───── DATA TO EXAMINE

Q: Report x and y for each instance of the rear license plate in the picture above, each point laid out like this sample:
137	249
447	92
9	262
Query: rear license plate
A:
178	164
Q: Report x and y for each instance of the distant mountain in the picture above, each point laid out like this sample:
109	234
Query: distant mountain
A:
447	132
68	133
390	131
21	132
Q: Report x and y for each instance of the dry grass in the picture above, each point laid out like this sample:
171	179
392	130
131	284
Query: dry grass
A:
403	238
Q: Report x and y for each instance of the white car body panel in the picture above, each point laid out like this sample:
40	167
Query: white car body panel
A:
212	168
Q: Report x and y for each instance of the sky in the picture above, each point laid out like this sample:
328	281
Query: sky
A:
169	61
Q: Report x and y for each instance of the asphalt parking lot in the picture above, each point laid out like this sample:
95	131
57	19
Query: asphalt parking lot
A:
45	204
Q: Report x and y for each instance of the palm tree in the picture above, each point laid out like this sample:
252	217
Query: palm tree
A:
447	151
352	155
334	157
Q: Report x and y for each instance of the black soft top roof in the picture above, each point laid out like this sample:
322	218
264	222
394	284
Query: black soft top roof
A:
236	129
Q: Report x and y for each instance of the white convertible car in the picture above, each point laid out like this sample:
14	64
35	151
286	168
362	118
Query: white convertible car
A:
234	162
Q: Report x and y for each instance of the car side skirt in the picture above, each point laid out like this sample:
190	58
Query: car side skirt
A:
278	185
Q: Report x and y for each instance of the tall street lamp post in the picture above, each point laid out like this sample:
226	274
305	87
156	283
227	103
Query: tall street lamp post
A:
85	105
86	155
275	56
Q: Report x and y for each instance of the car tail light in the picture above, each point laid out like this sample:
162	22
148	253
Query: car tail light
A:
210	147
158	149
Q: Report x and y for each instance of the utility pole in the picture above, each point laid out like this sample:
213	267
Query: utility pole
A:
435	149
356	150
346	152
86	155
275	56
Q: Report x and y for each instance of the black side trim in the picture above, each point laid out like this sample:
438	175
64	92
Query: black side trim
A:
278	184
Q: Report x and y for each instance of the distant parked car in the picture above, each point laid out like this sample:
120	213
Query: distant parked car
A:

──────────

▸ WHAT YOU HAVE TO DO
Copy, from the lines above, each one that holds "skirt".

▸ YOUR RESPONSE
Q: Report x and y for each instance of the car side skirt in the picture above, each point laid out like this sample:
Query: car side skirt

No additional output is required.